[START Extracted text]

From here on out, everything made sense: you work on the farm to improve Olive Town. All of your planting, growing and raising money is all in the goal of making the town a more popular tourist destination, which is a great motivation to keep playing. Who knows in what way you’ll be able to help the town next, or what new task the mayor will give to you. This little addition does an amazing job of making the game feel focussed without taking away from any of the time you spend on the farm.
I do have one complaint though. Olive Town is quite large. When you arrive it’s already bustling with multiple stores, a museum and a beautiful beachfront that by all means should already be summoning tourists in droves. I wish that the town was more dilapidated and small when the player arrives. I wanted to be given so much more to fix. I wanted to start with three miserable shacks and a broken swing set and build my way up to a bustling city. It feels a little like the game starts already halfway done. Animal Crossing: New Horizons is a great example of what I want, beginning in tents on an island inhabited only by you and a scarce number of animals. In that game it really feels like you are instrumental in the creation of your town, not just its upgrade, and I think that is what Pioneers of Olive Town is really missing.

[END Extracted text]
[START Data excerpts]

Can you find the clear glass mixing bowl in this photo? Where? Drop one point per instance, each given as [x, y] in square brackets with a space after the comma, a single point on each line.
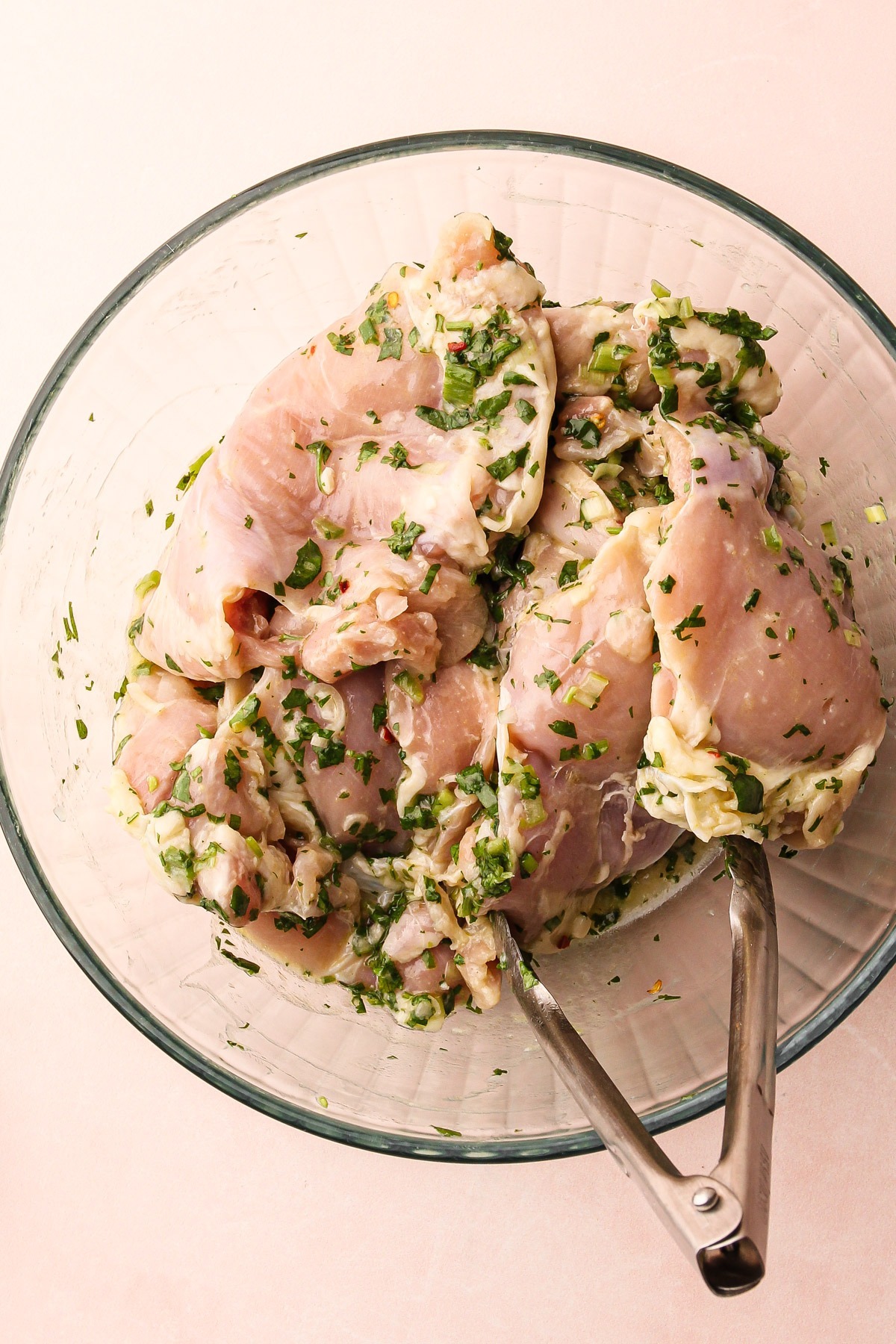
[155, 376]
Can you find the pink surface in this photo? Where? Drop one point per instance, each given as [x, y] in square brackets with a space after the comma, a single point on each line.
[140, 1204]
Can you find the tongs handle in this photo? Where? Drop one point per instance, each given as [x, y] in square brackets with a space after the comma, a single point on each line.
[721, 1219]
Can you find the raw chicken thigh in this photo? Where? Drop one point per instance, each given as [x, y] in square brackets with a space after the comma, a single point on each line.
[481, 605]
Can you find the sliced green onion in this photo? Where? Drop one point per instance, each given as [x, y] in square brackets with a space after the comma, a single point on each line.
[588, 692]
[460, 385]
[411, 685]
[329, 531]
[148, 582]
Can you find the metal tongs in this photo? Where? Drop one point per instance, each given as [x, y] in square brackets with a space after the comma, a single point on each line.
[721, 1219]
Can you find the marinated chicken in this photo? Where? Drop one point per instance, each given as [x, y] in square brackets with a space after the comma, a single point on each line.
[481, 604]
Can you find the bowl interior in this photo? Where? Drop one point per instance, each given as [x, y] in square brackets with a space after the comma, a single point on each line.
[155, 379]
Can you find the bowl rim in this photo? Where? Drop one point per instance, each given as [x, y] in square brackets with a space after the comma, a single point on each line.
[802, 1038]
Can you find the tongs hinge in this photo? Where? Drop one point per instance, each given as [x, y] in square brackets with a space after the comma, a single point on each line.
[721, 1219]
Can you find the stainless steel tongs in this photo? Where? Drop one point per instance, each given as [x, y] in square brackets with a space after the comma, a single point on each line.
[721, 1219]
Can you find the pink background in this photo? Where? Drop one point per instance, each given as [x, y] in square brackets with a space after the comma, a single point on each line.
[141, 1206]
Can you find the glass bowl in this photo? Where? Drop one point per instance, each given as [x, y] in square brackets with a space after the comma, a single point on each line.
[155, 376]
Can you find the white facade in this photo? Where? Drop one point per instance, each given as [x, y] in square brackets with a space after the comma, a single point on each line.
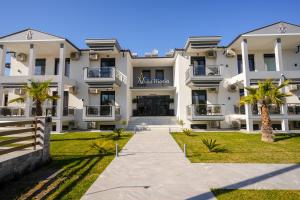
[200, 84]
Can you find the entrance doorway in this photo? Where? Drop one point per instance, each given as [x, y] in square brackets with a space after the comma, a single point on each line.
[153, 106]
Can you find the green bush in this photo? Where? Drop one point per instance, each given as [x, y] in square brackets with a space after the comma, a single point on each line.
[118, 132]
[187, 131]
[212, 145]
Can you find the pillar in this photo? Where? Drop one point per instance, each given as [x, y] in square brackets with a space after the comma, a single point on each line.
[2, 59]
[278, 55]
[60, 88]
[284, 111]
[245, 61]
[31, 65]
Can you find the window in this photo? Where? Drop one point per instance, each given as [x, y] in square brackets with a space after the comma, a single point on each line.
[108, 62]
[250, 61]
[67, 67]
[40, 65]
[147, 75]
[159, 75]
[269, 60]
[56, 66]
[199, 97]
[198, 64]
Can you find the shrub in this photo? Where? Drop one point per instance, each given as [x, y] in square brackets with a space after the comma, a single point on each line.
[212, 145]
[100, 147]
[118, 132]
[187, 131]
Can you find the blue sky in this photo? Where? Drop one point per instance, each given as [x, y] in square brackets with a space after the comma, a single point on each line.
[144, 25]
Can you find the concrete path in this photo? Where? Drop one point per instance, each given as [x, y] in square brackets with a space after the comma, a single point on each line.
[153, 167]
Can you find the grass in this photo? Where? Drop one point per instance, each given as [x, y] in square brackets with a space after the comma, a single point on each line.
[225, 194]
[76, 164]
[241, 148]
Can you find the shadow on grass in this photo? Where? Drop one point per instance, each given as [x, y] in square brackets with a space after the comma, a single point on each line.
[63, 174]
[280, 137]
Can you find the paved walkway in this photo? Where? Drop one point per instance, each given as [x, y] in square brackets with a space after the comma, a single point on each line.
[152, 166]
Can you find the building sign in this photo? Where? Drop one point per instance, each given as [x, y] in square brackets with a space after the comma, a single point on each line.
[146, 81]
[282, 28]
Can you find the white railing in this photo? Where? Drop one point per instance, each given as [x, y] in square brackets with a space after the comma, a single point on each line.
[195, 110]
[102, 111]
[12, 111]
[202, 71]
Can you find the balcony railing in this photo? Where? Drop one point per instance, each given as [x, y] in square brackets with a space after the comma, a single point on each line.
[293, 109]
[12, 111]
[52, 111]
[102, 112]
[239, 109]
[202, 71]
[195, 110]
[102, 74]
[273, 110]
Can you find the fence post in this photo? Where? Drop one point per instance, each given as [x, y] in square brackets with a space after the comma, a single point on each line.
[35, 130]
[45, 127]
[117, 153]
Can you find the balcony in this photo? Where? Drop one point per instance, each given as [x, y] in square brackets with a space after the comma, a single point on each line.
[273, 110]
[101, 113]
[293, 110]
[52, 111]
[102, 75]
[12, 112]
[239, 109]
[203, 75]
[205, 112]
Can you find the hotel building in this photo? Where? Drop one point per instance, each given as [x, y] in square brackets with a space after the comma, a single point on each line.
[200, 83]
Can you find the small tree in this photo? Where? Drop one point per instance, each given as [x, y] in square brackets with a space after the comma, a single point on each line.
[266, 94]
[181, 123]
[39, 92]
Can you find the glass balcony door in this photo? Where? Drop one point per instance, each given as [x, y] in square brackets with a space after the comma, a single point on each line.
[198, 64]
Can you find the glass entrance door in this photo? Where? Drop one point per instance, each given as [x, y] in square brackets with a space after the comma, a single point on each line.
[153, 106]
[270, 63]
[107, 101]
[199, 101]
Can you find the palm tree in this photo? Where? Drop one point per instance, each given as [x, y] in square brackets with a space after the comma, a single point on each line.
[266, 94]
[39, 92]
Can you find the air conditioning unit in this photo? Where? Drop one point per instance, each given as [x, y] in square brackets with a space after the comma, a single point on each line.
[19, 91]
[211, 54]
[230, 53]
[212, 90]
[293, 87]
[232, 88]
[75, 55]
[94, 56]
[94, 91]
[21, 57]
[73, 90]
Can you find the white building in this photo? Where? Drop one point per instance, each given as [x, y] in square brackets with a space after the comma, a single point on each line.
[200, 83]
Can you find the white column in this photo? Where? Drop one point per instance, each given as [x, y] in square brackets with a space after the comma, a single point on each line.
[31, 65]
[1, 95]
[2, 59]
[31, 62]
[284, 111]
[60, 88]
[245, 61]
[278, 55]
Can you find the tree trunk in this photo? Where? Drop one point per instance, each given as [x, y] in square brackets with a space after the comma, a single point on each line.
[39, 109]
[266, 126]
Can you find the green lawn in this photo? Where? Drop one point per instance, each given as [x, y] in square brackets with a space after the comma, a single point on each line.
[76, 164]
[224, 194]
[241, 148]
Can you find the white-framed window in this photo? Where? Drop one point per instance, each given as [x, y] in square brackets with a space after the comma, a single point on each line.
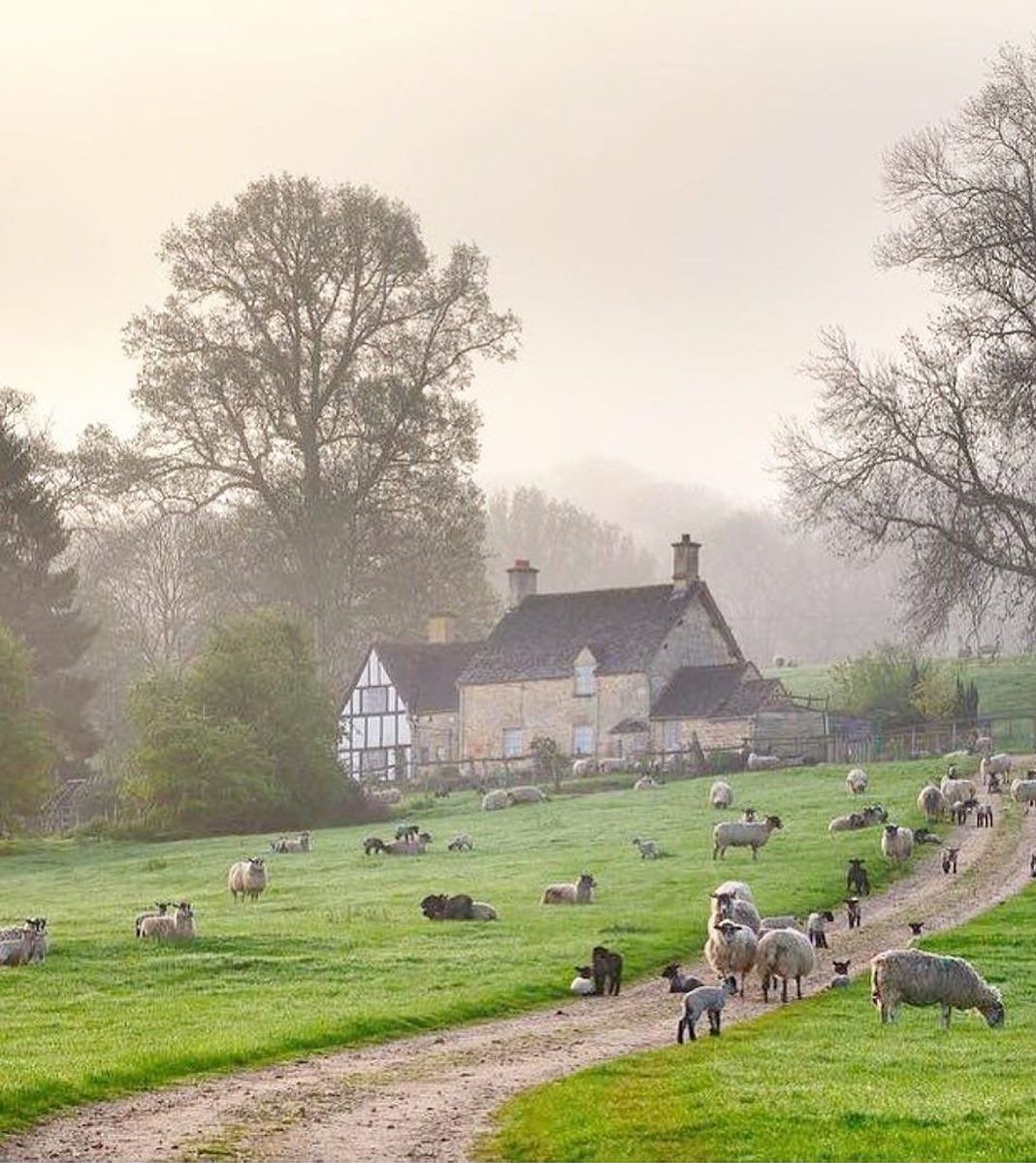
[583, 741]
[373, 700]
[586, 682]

[END Data excerpts]

_Required actions_:
• A. According to the Pioneers of Olive Town review, which game is an example of starting with tents on a sparsely inhabited island?
• B. Write the next paragraph of the Pioneers of Olive Town review, picking up right after its final sentence.

_Results_:
• A. Animal Crossing: New Horizons

• B.
The cast of characters that you can interact with in the town feels almost intimidatingly large, despite not actually having that many more characters than other farming sims. One of the reasons for this is that there aren’t any character portraits. From a distance and with the low detail 3D models, some of the characters can be hard to tell apart, especially ones with similar hair colours and styles. The lack of character portraits also means that there is less emotion visible from the characters during conversation, especially considering the character models don’t emote very well, and outside of cutscenes they’re too far away from the camera to really see. Some portraits to show the character’s expressions would have gone a long way to make each of them feel individual and more complex. With such a large cast, it seems strange that something this commonplace in farming sims was overlooked.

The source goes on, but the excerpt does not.